DIRECTIONS – Only text lines belong in the answer: the lines from the first one in the records through the line with "white airplane in the picture above.", copied exactly.

RECORDS FOR THIS EXERCISE –

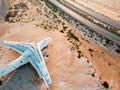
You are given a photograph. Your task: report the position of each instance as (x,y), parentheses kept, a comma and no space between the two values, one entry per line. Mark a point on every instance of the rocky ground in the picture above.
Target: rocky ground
(75,63)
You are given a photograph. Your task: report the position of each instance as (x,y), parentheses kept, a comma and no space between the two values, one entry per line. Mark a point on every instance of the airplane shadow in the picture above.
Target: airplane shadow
(25,78)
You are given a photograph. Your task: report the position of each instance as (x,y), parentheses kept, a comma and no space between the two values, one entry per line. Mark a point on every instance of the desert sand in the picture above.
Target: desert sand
(108,8)
(95,66)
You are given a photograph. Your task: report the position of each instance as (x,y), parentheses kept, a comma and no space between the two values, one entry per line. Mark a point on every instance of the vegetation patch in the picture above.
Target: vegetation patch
(51,6)
(105,84)
(79,54)
(71,35)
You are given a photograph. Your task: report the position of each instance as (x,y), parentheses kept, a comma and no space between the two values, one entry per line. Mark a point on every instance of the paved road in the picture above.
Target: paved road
(95,15)
(3,8)
(93,26)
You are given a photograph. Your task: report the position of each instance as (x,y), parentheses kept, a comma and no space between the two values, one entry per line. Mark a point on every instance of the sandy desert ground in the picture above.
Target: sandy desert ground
(73,64)
(109,8)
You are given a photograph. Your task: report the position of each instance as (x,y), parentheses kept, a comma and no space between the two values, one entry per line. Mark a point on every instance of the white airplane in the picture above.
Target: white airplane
(30,52)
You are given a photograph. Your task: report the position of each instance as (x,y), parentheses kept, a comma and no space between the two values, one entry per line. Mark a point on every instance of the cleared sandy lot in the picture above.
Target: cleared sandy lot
(97,64)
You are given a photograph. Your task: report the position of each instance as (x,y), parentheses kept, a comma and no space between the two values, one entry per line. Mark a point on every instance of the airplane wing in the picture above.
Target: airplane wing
(14,65)
(17,46)
(43,73)
(41,69)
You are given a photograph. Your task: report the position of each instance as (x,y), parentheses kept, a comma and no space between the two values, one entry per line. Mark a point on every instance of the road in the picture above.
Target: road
(3,8)
(95,15)
(93,26)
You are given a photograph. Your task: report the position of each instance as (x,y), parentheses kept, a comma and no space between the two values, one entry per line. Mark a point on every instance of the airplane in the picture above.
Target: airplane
(30,52)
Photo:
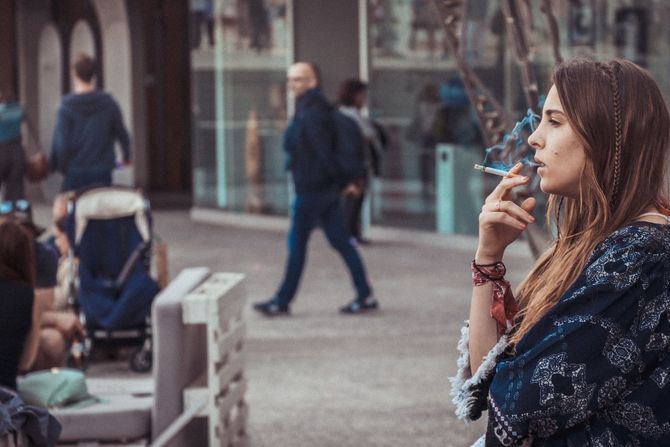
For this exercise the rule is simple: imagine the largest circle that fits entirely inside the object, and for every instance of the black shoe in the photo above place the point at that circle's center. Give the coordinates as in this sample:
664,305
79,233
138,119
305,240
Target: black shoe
358,306
271,308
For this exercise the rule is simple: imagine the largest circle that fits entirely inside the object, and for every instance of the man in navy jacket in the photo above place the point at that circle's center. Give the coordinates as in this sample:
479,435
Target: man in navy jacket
310,145
89,122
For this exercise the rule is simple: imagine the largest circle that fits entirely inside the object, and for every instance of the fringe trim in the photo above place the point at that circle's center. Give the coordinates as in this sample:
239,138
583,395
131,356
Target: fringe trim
463,383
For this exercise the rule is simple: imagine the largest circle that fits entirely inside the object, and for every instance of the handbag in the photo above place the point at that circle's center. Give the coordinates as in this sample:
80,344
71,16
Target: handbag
37,167
56,387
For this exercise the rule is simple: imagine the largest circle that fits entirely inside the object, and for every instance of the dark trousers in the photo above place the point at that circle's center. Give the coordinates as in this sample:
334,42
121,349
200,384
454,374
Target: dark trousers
76,179
352,206
310,211
12,168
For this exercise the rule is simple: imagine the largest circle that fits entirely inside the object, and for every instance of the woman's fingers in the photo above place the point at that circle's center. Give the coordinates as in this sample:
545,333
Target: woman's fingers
512,209
508,183
486,218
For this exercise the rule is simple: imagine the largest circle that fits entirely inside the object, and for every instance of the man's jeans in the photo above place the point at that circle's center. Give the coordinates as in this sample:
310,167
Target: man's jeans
310,210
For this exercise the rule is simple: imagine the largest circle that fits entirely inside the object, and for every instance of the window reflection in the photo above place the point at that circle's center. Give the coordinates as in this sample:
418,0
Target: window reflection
239,55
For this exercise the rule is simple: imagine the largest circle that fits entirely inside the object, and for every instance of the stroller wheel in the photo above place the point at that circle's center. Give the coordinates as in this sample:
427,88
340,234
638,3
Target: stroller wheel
141,360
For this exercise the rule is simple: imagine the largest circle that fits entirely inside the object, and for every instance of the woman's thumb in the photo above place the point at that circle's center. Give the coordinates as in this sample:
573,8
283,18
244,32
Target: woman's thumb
529,204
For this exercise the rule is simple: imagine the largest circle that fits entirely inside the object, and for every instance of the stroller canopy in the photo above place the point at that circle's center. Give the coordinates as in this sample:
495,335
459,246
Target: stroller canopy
111,203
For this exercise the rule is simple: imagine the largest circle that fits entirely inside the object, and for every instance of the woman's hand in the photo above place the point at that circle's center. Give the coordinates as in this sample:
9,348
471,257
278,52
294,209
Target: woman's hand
501,220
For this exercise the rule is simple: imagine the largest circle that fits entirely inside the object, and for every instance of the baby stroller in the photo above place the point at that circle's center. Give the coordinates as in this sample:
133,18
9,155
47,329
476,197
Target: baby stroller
109,229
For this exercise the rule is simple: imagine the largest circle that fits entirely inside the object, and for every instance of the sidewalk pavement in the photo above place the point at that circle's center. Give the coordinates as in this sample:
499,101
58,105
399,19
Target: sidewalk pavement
318,378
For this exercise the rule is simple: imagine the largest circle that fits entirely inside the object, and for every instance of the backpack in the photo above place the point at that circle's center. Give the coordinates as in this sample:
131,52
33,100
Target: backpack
349,146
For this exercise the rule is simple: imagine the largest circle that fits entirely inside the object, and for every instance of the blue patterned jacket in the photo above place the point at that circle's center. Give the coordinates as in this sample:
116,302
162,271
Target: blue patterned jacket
595,370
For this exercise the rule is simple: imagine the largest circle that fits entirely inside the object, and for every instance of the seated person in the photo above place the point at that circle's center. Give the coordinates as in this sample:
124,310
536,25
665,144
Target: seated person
16,289
53,329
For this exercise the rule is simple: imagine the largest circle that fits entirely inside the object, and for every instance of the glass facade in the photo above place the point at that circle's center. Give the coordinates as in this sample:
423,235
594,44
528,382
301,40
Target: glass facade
241,49
239,55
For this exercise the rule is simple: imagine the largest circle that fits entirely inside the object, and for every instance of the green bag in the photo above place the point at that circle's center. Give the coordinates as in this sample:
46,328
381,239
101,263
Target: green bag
54,388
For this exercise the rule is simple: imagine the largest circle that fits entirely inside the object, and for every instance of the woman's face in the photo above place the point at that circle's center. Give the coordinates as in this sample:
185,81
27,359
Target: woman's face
559,152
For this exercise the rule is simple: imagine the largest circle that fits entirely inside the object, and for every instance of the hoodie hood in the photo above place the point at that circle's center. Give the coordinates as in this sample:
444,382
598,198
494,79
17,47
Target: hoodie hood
87,104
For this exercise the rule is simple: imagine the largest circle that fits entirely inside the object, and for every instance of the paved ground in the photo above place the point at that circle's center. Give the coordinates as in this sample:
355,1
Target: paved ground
322,379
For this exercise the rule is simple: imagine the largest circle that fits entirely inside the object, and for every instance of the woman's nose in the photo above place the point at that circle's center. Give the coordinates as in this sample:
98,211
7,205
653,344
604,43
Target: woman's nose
534,140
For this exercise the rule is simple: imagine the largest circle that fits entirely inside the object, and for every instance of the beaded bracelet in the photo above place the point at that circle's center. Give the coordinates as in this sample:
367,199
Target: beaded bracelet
503,304
483,273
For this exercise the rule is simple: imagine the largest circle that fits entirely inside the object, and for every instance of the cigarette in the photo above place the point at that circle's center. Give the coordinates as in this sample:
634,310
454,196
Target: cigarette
495,171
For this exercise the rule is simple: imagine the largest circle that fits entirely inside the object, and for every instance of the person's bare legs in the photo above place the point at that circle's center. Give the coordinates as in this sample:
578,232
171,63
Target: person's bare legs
51,349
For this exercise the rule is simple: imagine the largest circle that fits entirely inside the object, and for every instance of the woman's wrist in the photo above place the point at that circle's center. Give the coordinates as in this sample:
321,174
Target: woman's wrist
482,257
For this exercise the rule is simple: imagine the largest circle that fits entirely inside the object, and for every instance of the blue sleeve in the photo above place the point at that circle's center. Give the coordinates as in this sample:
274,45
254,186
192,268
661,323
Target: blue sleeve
59,143
588,355
319,135
46,261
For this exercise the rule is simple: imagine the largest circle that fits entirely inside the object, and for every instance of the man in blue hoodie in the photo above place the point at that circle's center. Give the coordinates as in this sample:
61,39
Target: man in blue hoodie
89,122
310,144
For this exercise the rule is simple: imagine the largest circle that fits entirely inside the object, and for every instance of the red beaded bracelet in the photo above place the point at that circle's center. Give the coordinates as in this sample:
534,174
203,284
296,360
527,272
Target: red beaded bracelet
503,305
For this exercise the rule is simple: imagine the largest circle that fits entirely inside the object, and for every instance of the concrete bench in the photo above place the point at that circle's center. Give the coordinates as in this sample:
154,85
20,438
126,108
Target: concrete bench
198,372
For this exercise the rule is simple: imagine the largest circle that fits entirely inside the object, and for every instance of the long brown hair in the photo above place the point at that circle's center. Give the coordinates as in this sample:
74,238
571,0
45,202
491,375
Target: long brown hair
618,112
16,253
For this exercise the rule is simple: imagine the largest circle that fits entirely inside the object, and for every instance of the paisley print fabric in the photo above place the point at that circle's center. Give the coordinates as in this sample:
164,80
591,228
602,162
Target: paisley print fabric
595,370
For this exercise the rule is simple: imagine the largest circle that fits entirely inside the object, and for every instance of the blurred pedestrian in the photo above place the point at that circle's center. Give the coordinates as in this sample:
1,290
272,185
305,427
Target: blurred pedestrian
584,360
352,99
12,158
17,280
310,144
89,122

RESPONSE TO THIS TASK –
You are given a photograph. Your task: report the position of each instance as (x,y), parentheses kept, a comma and no space between the two values, one entry per line. Mark a point on every instance of the rocky ground in the picture above.
Target: rocky ground
(75,63)
You are given a photograph. Your task: report the position of each instance as (x,y), parentheses kept, a comma and no space between the two values, one entry per line. Mark a point on every instance of the airplane shadow in the picture above.
Target: airplane shadow
(25,78)
You are given a photograph. Your task: report the position of each instance as (x,y), parentheses kept, a comma and no space between the two values, one entry per line. Mark a point on every instance of the desert sand in the picture above.
Target: desert sand
(108,8)
(95,66)
You are given a photograph. Your task: report the position of each instance as (x,y), parentheses kept, a comma and no space between the two values, one entry per line. Mark a point on every instance of the vegetation patch in the picture above.
Target: vegetation patch
(51,6)
(105,84)
(79,54)
(71,35)
You are given a photograph. Your task: report the position of each instance as (x,y), parentheses kept, a comma and no space between the two values, one entry per line. Mark a point on every instance of the paved road in the picture above.
Target: paved road
(95,15)
(3,8)
(93,26)
You are given a photograph. Your task: report the position of each instance as (x,y), parentheses kept, a comma and no space between the two values, one entry per line. Mark a point on every instance of the sandy desert ground in the picture above.
Target: sandy desert ground
(73,64)
(109,8)
You are given a photograph. Your task: report the position of each instance as (x,y), parentheses kept, a comma and no space between the two values, one entry per line. Mark a point on every instance of the white airplane in the picture above.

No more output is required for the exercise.